- _Activity_: When you reach the line containing "instance of the sky", stop after it; until then, copy each line of the listing exactly, starting with the first.

- _Supplied information_:
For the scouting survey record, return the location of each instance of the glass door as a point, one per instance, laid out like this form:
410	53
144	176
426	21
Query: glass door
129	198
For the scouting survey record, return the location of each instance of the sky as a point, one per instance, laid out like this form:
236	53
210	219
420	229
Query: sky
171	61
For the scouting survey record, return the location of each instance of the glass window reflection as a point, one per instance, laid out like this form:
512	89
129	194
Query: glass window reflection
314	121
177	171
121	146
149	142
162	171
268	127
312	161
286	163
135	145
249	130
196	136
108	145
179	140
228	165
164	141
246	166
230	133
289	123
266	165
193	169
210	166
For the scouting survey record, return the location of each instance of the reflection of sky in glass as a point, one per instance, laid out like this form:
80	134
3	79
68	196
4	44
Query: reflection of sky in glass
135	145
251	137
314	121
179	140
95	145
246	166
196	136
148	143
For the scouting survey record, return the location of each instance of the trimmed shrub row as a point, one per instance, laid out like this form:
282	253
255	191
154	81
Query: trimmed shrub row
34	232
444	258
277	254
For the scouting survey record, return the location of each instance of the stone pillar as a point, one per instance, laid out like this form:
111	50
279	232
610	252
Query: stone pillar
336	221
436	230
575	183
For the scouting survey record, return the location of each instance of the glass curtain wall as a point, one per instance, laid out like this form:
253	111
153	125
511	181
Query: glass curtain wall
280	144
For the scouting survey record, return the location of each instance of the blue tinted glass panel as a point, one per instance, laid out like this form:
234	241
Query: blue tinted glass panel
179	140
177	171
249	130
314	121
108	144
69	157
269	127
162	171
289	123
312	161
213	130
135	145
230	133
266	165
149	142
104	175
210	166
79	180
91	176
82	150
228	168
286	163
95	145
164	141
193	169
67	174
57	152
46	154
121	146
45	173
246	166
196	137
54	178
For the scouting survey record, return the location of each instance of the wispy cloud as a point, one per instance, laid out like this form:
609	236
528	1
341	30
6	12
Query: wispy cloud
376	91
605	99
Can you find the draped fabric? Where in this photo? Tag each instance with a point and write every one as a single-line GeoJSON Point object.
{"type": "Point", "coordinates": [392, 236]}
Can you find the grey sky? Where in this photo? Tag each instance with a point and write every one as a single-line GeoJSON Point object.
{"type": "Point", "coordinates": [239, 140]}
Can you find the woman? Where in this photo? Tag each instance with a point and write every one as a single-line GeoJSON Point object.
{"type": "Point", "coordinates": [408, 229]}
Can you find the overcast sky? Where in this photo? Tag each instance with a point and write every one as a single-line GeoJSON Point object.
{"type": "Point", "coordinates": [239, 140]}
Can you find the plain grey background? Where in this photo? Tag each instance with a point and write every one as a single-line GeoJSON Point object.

- _Exercise result_:
For the scouting survey record, return the location of each instance of the glass door as a point, one per instance, laid out like this form:
410	53
144	176
426	21
Query: glass door
129	198
For the scouting survey record, return the location of each instance of the sky as a point, one per instance, laid out like this form:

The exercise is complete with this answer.